_EXERCISE_
From the line containing "280L396 177L348 251L457" through the last line of the data, return those lines exactly as written and nothing more.

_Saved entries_

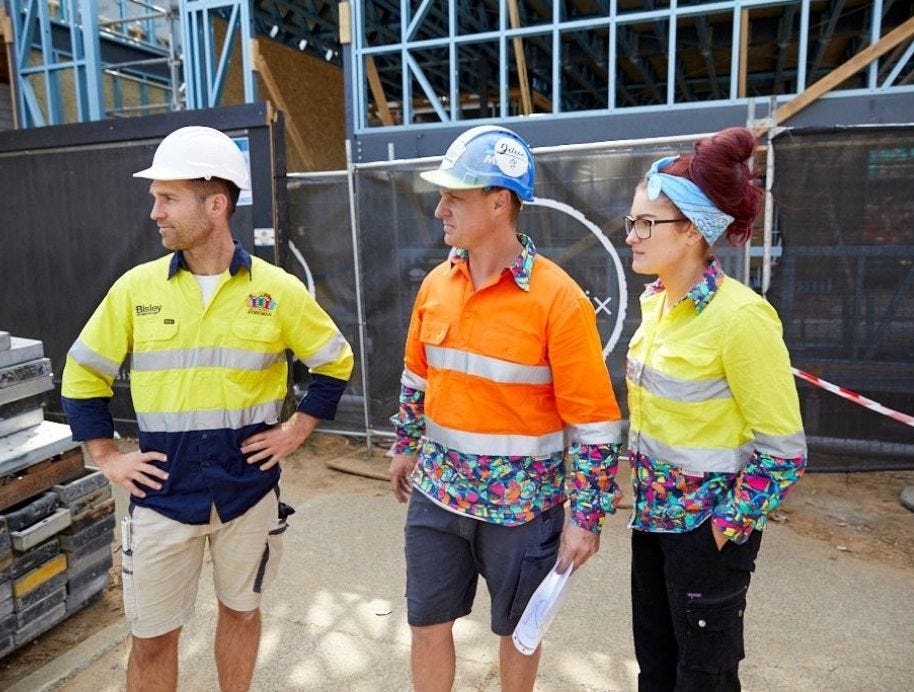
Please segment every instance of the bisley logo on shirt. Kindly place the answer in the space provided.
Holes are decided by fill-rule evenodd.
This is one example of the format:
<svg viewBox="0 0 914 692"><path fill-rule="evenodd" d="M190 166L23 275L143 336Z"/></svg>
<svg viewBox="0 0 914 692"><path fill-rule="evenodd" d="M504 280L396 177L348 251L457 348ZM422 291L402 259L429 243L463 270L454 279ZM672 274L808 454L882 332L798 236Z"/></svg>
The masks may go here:
<svg viewBox="0 0 914 692"><path fill-rule="evenodd" d="M259 296L249 295L245 303L248 306L248 313L251 315L272 315L276 309L276 301L269 293L261 293Z"/></svg>
<svg viewBox="0 0 914 692"><path fill-rule="evenodd" d="M137 305L136 314L139 315L158 315L162 312L161 305Z"/></svg>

_COMPLETED EXERCISE_
<svg viewBox="0 0 914 692"><path fill-rule="evenodd" d="M504 280L396 177L348 251L457 348ZM422 291L402 259L429 243L463 270L454 279ZM672 274L808 454L882 332L798 236Z"/></svg>
The masks may go here:
<svg viewBox="0 0 914 692"><path fill-rule="evenodd" d="M259 296L249 295L245 303L248 306L248 313L251 315L272 315L276 309L276 301L269 293L261 293Z"/></svg>
<svg viewBox="0 0 914 692"><path fill-rule="evenodd" d="M137 305L136 314L139 315L158 315L162 312L161 305Z"/></svg>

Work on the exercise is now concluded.